** Start of PAGE TEXT **

ITEM 3. Source and Amount of Funds or Other Consideration.
 
Item 3 is hereby supplemented as follows:
 
On May 4, 2018, the Issuer consummated the Merger. The consummation (the “Closing”) of the Merger and its related transactions (the “Transactions”) included, as a condition of the Merger, that all of the then-outstanding shares of Series A-1, Series A-2, Series A-4 and Series B-2 Preferred Stock of the Issuer (the “Preferred Stock”), plus accrued and unpaid dividends thereon, be converted into shares of newly-issued Common Stock, or cancelled in accordance with their terms, at the Closing. Prior to the Closing, each of the Reporting Persons owned shares of Preferred Stock, which shares of Preferred Stock were converted into shares of Common Stock at the Closing. No additional consideration was paid by the Reporting Persons for the acquisition of such shares of Common Stock. Each of the Reporting Persons also owned, prior to the Closing, other securities of the Issuer, which securities were not affected by the Transactions. Each of the Reporting Persons disposed of Preferred Stock and acquired shares of Common Stock at the Closing as follows:
 
Name
Series A-1 Preferred Shares Disposed
Series A-2 Preferred Shares Disposed
Series A-4 Preferred Shares Disposed
Series B-2 Preferred Shares Disposed
Common Shares Acquired
Marvin S. Rosen
50
25
-
722
101,367
Matthew D. Rosen
50
5
-
76
11,536
Michael J. Del Giudice
200
75
-
5
6,777
 
Immediately prior to the Closing, the Issuer effected a reverse split of its then-issued and outstanding Common Stock at an exchange ratio of 1-for-1.5 (the “Reverse Split”). All Common Stock share amounts reported in this Schedule 13D reflect the Reverse Split. The Preferred Stock was unaffected by the Reverse Split.

** End of PAGE TEXT **

YOUR TASKS:
#1 In the filing excerpt, what exchange ratio did the Issuer use for the reverse split of its Common Stock?
#2 Name every series of Preferred Stock that the filing excerpt says was to be converted into Common Stock or cancelled at the Closing.
The material after the filing excerpt plays no part in this.

** Start of DATA LINES **

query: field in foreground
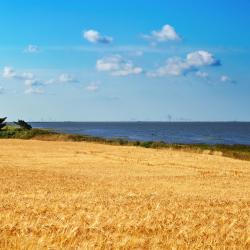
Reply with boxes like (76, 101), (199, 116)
(0, 140), (250, 249)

** End of DATA LINES **

THE ANSWERS:
#1 1-for-1.5

#2 Series A-1, Series A-2, Series A-4, and Series B-2